--- Start ---

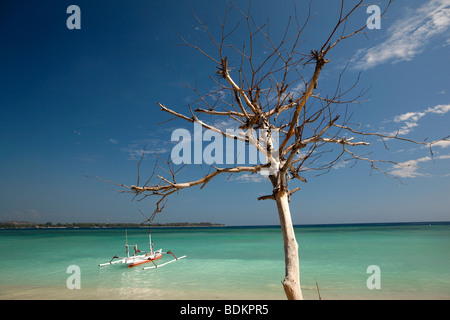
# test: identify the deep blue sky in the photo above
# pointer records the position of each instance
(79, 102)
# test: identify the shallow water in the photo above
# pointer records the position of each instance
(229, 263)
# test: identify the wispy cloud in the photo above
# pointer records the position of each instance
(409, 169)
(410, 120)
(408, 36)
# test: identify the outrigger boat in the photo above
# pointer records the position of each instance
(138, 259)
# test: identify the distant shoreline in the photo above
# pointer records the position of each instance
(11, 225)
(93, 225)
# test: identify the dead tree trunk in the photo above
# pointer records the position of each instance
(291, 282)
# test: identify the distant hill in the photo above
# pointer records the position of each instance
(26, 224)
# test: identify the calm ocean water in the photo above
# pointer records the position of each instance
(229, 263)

--- End ---

AIM:
Copy every line of the records above word for word, coordinates included. Leave out the picture.

TASK SOLUTION:
# test: identify the deep blue sky in the photo above
# pointer records the position of each instance
(79, 102)
# test: identify the shallow water in the photo above
# pointer records the position of each instance
(229, 263)
# test: identify the wispy cloud in the photo above
# pointer records the position of each instance
(409, 169)
(410, 120)
(408, 36)
# test: identify the outrigger boat in the photo above
# pointer records the position of each instance
(138, 259)
# test: identify the distant shoreline in the photo above
# pointer records the position of each instance
(11, 225)
(93, 225)
# test: identify the dead tree trunk in the photo above
# pointer records the position of each instance
(291, 282)
# test: identify the distant hill in the photo above
# pointer records the position of each instance
(26, 224)
# test: identify the calm ocean water in the photo above
# pointer records the position of each instance
(229, 263)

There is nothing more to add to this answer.